[WHAT TO WORK ON]: Please quote the Polars tutorial below word for word, everything from "1. Polars does" down to "(similar to PySpark)".

[EXCERPTED TEXT]:
● ● ● ● ● ● ●

# Getting Started With Polars

***Polars*** is a DataFrame library that is completely written in Rust. Polars have several features worth mentioning:

1. Polars does not use an index for the dataframe
2. Polars represents data internally using *Apache Arrow arrays* which is more efficient in areas such as load time, memory usage, and computation (Pandas 2.0 also can do this)
3. As Polars is written in Rust, it can run many operations in parallel
4. Polars supports *lazy evaluation* (similar to PySpark)

In [4]:
import polars as pl

## Creating Polars DataFrame

In [3]:
df = pl.DataFrame(
    {
         'Model': ['iPhone X','iPhone XS','iPhone 12',
                   'iPhone 13','Samsung S11','Samsung S12',
                   'Mi A1','Mi A2'],
         'Sales': [80,170,130,205,400,30,14,8],     
         'Company': ['Apple','Apple','Apple','Apple',
                     'Samsung','Samsung','Xiao Mi','Xiao Mi'],
     }
)

df

Model,Sales,Company
str,i64,str
"""iPhone X""",80,"""Apple"""
"""iPhone XS""",170,"""Apple"""
"""iPhone 12""",130,"""Apple"""
"""iPhone 13""",205,"""Apple"""
"""Samsung S11""",400,"""Samsung"""
"""Samsung S12""",30,"""Samsung"""
"""Mi A1""",14,"""Xiao Mi"""
"""Mi A2""",8,"""Xiao Mi"""


Polars expects the column header names to be of string type

In [5]:
df2 = pl.DataFrame(
     {
        0 : [1,2,3],
        1 : [80,170,130],
     }
)

ValueError: Series name must be a string.

In [6]:
df2 = pl.DataFrame(
     {
        '0' : [1,2,3],
        '1' : [80,170,130],
     }
)

Displaying datatypes

In [10]:
df.dtypes

[Utf8, Int64, Utf8]

Displaying column names

In [11]:
df.columns

['Model', 'Sales', 'Company']

getting content of the dataframe as a list of tuples

In [12]:
df.rows()

[('iPhone X', 80, 'Apple'),
 ('iPhone XS', 170, 'Apple'),
 ('iPhone 12', 130, 'Apple'),
 ('iPhone 13', 205, 'Apple'),
 ('Samsung S11', 400, 'Samsung'),
 ('Samsung S12', 30, 'Samsung'),
 ('Mi A1', 14, 'Xiao Mi'),
 ('Mi A2', 8, 'Xiao Mi')]

## Selecting Column(s)

In [13]:
df.select(
    'Model'
)

Model
str
"""iPhone X"""
"""iPhone XS"""
"""iPhone 12"""
"""iPhone 13"""
"""Samsung S11"""
"""Samsung S12"""
"""Mi A1"""
"""Mi A2"""


For multiple selection, just pass in a list of column names

In [15]:
df.select(
    ['Model', 'Sales']
).head()

Model,Sales
str,i64
"""iPhone X""",80
"""iPhone XS""",170
"""iPhone 12""",130
"""iPhone 13""",205
"""Samsung S11""",400


retrieving all columns with a specific datatype

In [20]:
df.select(
    pl.col(pl.Utf8)

● ● ● ● ● ● ●

[DATA EXCERPT]:
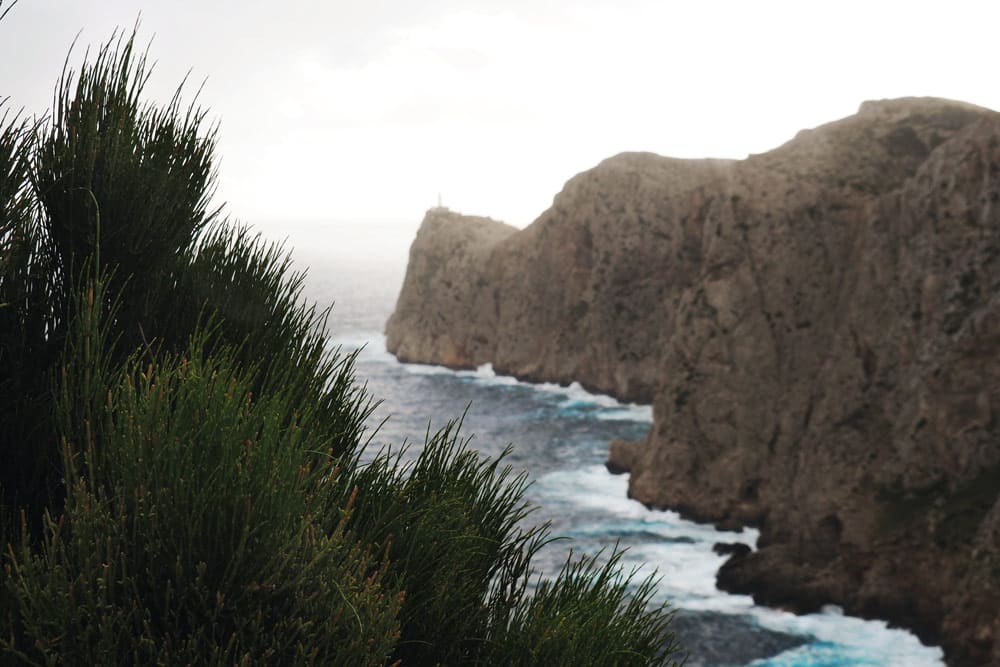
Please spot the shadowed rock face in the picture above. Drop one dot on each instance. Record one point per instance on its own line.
(817, 327)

● ● ● ● ● ● ●

[OUTPUT BELOW]:
1. Polars does not use an index for the dataframe
2. Polars represents data internally using *Apache Arrow arrays* which is more efficient in areas such as load time, memory usage, and computation (Pandas 2.0 also can do this)
3. As Polars is written in Rust, it can run many operations in parallel
4. Polars supports *lazy evaluation* (similar to PySpark)